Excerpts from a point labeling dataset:

——

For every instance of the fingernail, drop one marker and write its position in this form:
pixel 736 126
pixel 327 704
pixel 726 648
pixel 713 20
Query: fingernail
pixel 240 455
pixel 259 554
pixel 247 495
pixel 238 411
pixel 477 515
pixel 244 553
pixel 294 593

——

**Directions:** Convert the lines above into a Markdown table with two columns, "Row" and "Line," numbering each line in sequence and omitting any blank lines.

**Correct result:**
| Row | Line |
|---|---|
| 1 | For every instance of the fingernail, drop one marker and write its position in this form: |
| 2 | pixel 736 126 |
| 3 | pixel 327 704 |
| 4 | pixel 726 648 |
| 5 | pixel 713 20 |
| 6 | Query: fingernail |
| 7 | pixel 240 455 |
| 8 | pixel 259 554 |
| 9 | pixel 247 495 |
| 10 | pixel 238 411 |
| 11 | pixel 477 515 |
| 12 | pixel 244 553 |
| 13 | pixel 294 593 |